Transmission du VIH du soignant vers le soigné Seuls quatre cas de transmission du VIH du soignant vers le soigné ont été répertoriés dans le monde, un risque trop faible pour justifier le dépistage systématique des patients ou l'exclusion de soignants séropositifs, a considéré le Dr Jade Ghosn, de l'hôpital Bicêtre (AP-HP, Le Kremlin-Bicêtre, Val-de-Marne), lors d'une conférence organisée mardi par la Mutuelle nationale des hospitaliers (MNH).
Selon la littérature, "seuls quatre cas de contamination du virus du sida du soignant vers le soigné ont été répertoriés à travers le monde", a indiqué Jade Ghosn lors de cette rencontre organisée dans le cadre des 20 ans de la journée mondiale de lutte contre le sida, qui se tiendra lundi 1er décembre.

::::::::::

D'après l'extrait sur la transmission du VIH du soignant vers le soigné, combien de cas de ce type ont été répertoriés dans le monde ? Les entrées ci-après forment un ensemble indépendant de l'extrait.

::::::::::

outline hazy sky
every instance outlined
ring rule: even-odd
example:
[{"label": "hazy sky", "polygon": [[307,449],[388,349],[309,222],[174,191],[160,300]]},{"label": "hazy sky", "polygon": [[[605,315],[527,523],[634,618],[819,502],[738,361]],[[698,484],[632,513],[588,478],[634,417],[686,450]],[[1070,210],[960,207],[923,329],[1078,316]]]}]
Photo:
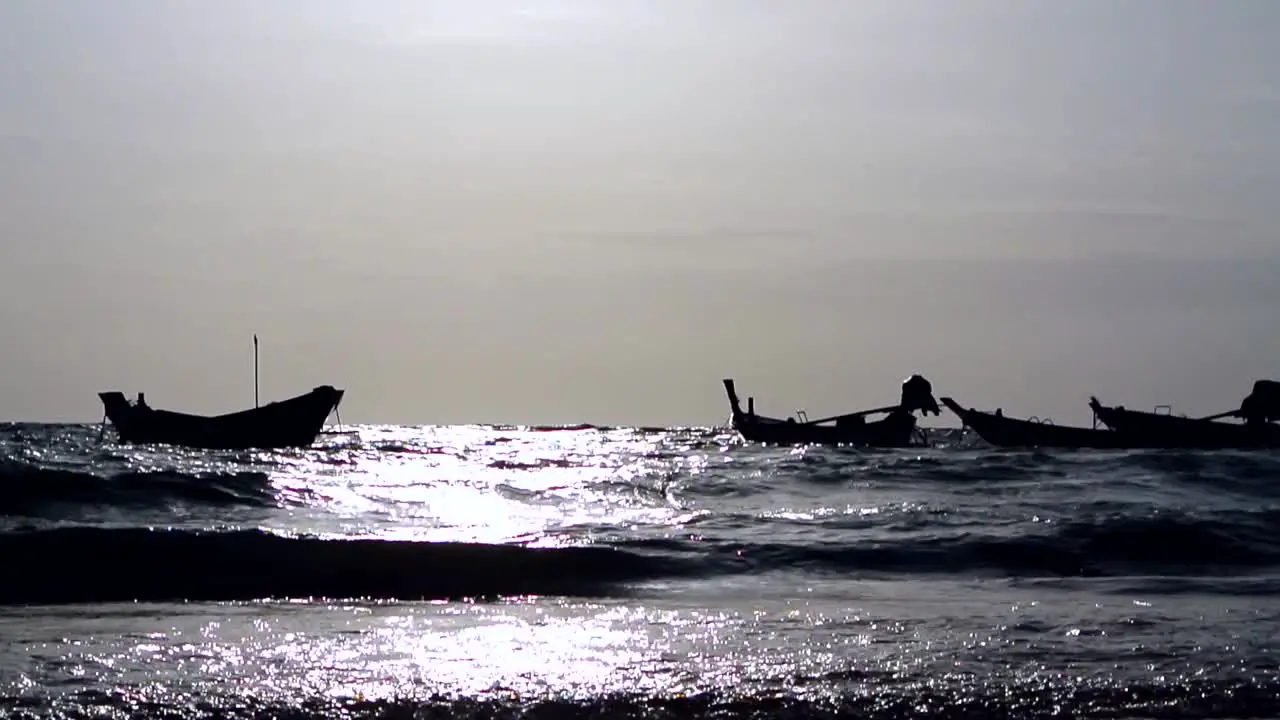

::::::::::

[RÉPONSE ATTENDUE]: Quatre cas.